Here are some entries; quote each one exactly.
--- START ---
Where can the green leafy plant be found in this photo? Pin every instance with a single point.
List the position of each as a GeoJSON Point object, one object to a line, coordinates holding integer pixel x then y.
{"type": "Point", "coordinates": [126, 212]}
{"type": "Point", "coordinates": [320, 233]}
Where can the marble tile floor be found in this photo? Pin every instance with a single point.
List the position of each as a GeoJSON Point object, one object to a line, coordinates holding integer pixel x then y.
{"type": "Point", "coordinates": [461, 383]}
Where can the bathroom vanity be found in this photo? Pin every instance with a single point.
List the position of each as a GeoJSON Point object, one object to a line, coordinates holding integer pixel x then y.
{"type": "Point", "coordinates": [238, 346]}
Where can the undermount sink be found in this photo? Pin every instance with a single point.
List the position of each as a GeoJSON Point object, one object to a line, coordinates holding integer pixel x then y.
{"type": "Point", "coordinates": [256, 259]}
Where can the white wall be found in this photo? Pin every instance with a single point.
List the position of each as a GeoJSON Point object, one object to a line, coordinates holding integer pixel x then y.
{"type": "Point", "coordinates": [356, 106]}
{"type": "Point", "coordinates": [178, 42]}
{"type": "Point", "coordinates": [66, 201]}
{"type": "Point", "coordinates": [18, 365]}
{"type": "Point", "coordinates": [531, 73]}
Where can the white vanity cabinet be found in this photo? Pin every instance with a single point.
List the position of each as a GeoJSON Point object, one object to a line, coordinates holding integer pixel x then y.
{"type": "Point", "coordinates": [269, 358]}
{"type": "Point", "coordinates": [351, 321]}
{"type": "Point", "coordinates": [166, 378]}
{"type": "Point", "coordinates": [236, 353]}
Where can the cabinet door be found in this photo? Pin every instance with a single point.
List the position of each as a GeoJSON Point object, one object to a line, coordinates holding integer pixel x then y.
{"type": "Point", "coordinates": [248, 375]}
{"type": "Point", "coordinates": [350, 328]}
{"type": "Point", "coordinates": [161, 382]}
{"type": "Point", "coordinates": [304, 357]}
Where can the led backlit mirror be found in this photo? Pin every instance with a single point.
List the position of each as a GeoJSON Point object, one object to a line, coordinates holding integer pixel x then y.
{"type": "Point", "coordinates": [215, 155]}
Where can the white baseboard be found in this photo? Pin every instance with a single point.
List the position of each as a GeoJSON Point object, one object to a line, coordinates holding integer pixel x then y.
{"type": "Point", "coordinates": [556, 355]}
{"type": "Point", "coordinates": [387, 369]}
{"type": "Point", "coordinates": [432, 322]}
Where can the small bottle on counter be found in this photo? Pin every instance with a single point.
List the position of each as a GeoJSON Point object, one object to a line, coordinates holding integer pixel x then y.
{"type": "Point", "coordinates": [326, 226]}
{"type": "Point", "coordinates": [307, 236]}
--- END ---
= Solution to the exercise =
Where can the green leafy plant be found in this photo? Pin every instance with a single point.
List the position of each as a GeoJSON Point object, one object to a line, coordinates holding integer pixel x then y.
{"type": "Point", "coordinates": [126, 212]}
{"type": "Point", "coordinates": [320, 233]}
Where can the marble tile floor be found in this photo? Pin every instance with a single point.
List the position of each as a GeoJSON Point object, one object to a line, coordinates holding integer pixel x then y.
{"type": "Point", "coordinates": [461, 383]}
Where can the bathroom vanity be found in this photo? Pin every instance with a single point.
List the position of each as a GeoJSON Point object, one object to a line, coordinates holding integer pixel x then y.
{"type": "Point", "coordinates": [238, 346]}
Where can the undermount sink be found in this photo? Pin every instance with a single point.
List the position of each as a GeoJSON Point object, one object to a line, coordinates holding integer pixel x then y.
{"type": "Point", "coordinates": [256, 259]}
Where can the white wall be found in this photo? Pin every instance with a single point.
List the position of each as a GeoJSON Point object, one object to a line, coordinates holding integer pixel x then y.
{"type": "Point", "coordinates": [356, 106]}
{"type": "Point", "coordinates": [178, 42]}
{"type": "Point", "coordinates": [66, 201]}
{"type": "Point", "coordinates": [18, 365]}
{"type": "Point", "coordinates": [531, 73]}
Where can the white vanity cabinet be found in this photo? Pin every instance with a single point.
List the position of each as a GeoJSON Point object, one object to a line, coordinates holding integer pixel x then y.
{"type": "Point", "coordinates": [269, 358]}
{"type": "Point", "coordinates": [351, 321]}
{"type": "Point", "coordinates": [166, 378]}
{"type": "Point", "coordinates": [236, 353]}
Where can the cabinet door be found in this photo? Pin every instance with a single point.
List the position of each as a GeoJSON Point object, one object to a line, coordinates holding integer pixel x then y.
{"type": "Point", "coordinates": [248, 375]}
{"type": "Point", "coordinates": [350, 328]}
{"type": "Point", "coordinates": [161, 382]}
{"type": "Point", "coordinates": [304, 357]}
Where can the led backlit mirror be found in this photo? Pin every instance with a single point.
List the position of each as a GeoJSON Point object, one object to a line, coordinates holding integer pixel x then y.
{"type": "Point", "coordinates": [215, 155]}
Where can the white baseboard be found in this photo? Pin every instance with a single point.
List the position of each as a GeoJSON Point object, one object to a line, coordinates holding integer pixel x then y.
{"type": "Point", "coordinates": [556, 355]}
{"type": "Point", "coordinates": [387, 369]}
{"type": "Point", "coordinates": [432, 322]}
Where can the small bottle on counter be found in this photo? Pin every instance with a single point.
List the position of each as a GeoJSON Point object, one object to a line, coordinates holding integer pixel x then y.
{"type": "Point", "coordinates": [326, 226]}
{"type": "Point", "coordinates": [307, 236]}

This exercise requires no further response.